Para demostrar el “efecto de saturación”, en 1900 Knut Angström y su colaborador Herr J. Koch hicieron un experimento enviando radiación infrarroja a través de un tubo de 30 centímetros de largo lleno con una determinada concentración de CO2. Luego redujeron la concentración en un tercio y la cantidad de radiación absorbida apenas cambió. En contra de la hipótesis de Arrhenius, a partir de un determinado punto, la emisión adicional de más CO2 no absorbía más radiación y, por lo tanto, no calentaba la atmósfera.
Tras el experimento, la revista que expresaba el punto de vista de los meteorólogos estadounidenses, Monthly Weather Review, advirtió expresamente de que la hipótesis de Arrhenius era falsa (5).
La temperatura de Marte parece confirmar el “efecto de saturación”. La atmósfera del planeta rojo se compone casi en su totalidad de CO2. La cantidad de CO2 en Marte es 50 veces mayor que en la Tierra, a pesar de lo cual la temperatura en la superficie oscila entre -90 grados centígrados y -30 grados.
La validez del experimento sobre el “efecto de saturación” permaneció 50 años, hasta que la Guerra Fría llevó a los aviones de espionaje a las capas altas de la atmósfera. De la mano de los militares, los científicos volvieron a romper otra vez la unidad de la atmósfera, descubriendo que no sólo se componía de gases diferentes sino que no era la misma arriba que abajo. En los estratos más elevados hay menos vapor de agua que en los inferiores.

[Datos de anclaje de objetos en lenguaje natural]
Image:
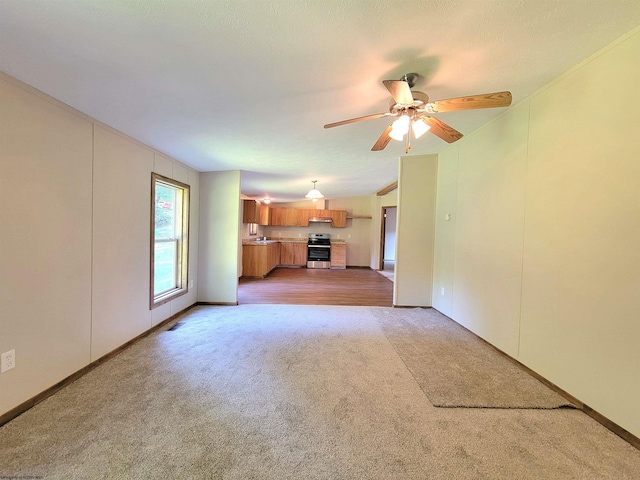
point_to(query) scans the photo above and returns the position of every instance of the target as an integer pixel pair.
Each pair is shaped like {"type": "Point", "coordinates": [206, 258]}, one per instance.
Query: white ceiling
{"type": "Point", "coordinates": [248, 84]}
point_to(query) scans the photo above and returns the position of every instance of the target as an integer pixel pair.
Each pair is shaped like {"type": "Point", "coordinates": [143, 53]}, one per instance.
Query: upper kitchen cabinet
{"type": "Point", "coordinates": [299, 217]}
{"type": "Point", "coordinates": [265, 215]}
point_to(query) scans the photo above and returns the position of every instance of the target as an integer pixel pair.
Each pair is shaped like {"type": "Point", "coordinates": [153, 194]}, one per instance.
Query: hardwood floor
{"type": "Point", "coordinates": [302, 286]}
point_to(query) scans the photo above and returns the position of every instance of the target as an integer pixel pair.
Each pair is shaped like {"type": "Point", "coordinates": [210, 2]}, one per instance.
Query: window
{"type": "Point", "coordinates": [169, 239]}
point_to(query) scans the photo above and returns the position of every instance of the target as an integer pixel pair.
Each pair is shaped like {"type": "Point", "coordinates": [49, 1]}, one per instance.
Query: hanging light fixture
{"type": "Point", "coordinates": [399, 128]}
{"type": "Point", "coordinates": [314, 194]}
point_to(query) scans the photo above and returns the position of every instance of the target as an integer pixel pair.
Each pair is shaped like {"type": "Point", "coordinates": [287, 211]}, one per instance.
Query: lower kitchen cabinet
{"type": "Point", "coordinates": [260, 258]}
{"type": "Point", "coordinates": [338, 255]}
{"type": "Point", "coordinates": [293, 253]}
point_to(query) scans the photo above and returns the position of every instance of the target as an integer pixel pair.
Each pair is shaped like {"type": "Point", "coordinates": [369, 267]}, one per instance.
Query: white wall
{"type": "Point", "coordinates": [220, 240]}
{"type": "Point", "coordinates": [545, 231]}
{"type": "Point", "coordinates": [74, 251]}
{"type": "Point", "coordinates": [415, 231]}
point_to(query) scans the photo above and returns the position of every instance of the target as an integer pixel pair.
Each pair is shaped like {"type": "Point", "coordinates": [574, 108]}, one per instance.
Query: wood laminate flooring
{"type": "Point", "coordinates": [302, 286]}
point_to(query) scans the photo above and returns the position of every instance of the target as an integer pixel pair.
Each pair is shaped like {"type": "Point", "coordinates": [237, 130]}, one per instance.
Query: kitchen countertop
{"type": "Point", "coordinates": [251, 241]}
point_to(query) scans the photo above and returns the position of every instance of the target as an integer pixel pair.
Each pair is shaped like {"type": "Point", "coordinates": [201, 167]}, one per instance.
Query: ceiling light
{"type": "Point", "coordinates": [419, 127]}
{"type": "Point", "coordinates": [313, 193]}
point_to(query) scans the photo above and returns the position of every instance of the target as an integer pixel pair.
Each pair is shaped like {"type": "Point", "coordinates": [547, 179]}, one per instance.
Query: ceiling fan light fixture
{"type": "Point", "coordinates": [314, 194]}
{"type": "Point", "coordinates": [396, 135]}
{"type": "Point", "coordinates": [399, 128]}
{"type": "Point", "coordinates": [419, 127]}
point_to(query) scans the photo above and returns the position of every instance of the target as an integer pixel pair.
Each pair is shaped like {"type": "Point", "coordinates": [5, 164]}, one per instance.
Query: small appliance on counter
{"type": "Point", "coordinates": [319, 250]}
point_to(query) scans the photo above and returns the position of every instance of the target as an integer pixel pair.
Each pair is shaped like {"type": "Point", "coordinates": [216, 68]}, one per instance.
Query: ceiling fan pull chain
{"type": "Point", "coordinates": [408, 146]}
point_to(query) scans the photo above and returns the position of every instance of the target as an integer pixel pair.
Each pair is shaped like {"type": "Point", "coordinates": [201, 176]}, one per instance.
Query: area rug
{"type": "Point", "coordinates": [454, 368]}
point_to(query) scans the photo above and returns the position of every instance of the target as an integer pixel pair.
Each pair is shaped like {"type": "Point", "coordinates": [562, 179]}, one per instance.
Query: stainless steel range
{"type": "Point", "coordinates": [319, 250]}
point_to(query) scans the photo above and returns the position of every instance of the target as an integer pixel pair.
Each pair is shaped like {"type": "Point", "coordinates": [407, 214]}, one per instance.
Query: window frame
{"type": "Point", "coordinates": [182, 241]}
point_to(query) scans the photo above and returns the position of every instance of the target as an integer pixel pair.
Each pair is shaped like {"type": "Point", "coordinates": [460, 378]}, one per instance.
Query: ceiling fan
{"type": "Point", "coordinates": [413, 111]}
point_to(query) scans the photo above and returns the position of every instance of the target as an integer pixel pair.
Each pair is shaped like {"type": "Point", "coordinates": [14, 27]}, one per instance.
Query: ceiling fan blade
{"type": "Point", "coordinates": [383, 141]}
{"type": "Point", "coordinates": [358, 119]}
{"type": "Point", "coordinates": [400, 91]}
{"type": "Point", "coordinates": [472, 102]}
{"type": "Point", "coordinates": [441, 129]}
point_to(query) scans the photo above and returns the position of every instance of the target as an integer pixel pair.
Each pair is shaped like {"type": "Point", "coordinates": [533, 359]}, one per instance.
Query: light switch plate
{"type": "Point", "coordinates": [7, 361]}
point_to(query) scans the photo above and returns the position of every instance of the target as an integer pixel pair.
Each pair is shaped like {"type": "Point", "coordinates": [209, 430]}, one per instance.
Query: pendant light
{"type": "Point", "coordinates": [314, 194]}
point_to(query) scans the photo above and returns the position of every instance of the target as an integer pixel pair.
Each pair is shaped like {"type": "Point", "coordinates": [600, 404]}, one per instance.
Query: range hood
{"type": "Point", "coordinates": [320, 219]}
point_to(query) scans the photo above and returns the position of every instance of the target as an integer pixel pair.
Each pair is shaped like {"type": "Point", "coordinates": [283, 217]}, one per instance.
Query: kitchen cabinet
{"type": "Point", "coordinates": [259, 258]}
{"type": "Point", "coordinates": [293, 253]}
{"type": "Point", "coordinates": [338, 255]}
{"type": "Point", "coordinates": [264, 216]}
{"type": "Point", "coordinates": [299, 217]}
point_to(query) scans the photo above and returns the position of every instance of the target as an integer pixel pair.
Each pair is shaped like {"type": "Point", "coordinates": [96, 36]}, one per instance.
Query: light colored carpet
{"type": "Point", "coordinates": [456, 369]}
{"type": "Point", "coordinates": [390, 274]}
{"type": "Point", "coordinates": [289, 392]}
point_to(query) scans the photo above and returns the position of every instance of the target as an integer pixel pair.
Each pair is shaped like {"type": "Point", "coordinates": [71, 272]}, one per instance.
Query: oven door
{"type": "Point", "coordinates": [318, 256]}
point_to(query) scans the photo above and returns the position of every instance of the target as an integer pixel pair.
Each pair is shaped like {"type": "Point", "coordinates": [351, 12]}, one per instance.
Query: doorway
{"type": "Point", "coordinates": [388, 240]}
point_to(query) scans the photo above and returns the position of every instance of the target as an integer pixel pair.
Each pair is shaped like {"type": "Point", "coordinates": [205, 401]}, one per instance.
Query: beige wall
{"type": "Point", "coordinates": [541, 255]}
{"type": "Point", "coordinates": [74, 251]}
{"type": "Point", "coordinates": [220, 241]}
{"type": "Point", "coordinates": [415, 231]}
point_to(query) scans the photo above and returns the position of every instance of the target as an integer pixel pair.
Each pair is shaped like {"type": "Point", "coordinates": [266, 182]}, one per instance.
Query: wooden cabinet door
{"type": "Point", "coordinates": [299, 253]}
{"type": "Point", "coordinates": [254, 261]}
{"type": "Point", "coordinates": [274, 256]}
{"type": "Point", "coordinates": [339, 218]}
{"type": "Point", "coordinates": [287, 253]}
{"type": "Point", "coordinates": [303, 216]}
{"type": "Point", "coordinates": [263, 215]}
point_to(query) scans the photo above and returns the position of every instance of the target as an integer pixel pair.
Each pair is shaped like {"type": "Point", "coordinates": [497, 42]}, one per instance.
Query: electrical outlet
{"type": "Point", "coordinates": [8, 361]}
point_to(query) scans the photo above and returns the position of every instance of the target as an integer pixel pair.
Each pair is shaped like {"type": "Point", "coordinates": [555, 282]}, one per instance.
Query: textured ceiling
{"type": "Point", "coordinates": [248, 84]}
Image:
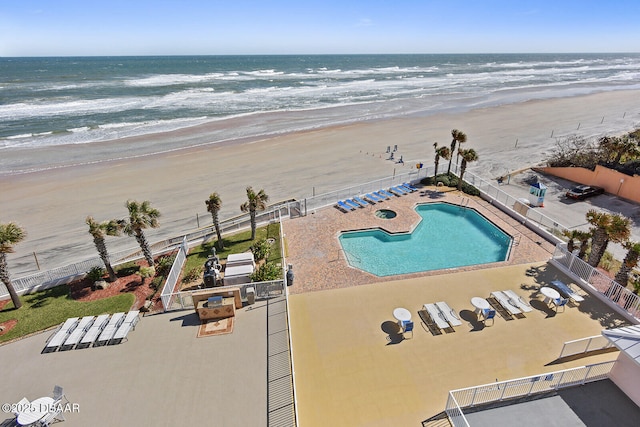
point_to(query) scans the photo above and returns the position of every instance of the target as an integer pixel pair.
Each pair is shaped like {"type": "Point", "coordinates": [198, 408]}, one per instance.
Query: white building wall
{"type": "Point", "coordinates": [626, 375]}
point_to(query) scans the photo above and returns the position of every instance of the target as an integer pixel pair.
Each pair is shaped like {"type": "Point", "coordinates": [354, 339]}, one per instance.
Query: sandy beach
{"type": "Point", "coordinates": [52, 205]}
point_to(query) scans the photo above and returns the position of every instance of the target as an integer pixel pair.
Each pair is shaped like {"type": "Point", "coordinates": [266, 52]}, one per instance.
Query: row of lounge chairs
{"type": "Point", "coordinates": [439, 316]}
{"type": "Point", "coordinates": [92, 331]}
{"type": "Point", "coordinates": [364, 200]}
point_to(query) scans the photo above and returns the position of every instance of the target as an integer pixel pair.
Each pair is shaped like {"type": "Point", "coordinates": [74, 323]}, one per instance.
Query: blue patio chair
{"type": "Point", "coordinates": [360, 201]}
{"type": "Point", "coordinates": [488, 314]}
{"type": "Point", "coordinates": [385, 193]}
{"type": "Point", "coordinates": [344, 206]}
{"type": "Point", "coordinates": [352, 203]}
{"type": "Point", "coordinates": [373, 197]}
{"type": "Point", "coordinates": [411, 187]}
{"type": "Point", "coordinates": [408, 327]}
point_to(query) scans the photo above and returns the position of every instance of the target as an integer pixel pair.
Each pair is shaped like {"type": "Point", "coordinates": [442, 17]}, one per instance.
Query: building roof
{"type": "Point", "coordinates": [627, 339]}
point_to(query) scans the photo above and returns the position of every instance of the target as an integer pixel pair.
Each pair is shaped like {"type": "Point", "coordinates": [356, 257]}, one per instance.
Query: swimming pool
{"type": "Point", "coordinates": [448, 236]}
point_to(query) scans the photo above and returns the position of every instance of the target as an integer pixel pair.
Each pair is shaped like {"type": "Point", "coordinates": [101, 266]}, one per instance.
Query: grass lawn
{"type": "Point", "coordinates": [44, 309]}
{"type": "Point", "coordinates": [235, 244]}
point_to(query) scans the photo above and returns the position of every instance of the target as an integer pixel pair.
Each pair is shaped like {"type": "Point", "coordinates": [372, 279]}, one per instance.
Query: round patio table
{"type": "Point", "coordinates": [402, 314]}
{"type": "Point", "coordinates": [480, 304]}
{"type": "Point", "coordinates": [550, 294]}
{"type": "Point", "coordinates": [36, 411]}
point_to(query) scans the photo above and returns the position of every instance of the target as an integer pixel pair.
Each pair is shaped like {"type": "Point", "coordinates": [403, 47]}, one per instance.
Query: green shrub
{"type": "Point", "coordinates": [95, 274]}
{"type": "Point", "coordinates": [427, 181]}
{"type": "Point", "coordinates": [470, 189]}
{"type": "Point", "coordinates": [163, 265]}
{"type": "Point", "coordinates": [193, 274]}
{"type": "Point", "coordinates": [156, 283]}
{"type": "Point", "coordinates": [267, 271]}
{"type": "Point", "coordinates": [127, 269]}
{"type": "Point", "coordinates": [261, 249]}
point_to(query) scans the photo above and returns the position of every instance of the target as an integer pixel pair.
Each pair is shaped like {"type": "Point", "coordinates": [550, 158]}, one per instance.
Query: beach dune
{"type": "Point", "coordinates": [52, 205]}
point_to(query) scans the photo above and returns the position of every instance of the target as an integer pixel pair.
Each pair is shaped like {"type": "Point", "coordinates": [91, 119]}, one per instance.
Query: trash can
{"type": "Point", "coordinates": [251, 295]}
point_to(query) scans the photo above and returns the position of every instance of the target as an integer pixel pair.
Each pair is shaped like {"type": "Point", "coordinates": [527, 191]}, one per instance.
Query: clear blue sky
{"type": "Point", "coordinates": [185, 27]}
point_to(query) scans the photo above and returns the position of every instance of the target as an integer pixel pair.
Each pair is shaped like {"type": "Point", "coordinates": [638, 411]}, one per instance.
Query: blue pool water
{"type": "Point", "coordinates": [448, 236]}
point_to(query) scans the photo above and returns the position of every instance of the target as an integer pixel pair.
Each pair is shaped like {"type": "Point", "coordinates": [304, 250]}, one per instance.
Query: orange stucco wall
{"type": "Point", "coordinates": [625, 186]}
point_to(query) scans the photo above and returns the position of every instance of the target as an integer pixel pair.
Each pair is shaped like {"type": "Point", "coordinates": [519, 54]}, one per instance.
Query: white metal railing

*Completa lo siguiente*
A: Según el texto sobre el efecto de saturación, ¿qué longitud tenía el tubo que usaron Angström y Koch en su experimento?
B: Reescribe como lista el párrafo del texto sobre el efecto de saturación que comienza con "La temperatura de Marte parece confirmar", conservando sus datos principales.

*Soluciones*
A: 30 centímetros.

B:
- La temperatura de Marte parece confirmar el "efecto de saturación".
- La atmósfera de Marte es casi toda de CO2.
- Marte tiene 50 veces más CO2 que la Tierra.
- Aun así, su superficie está entre -90 y -30 grados centígrados.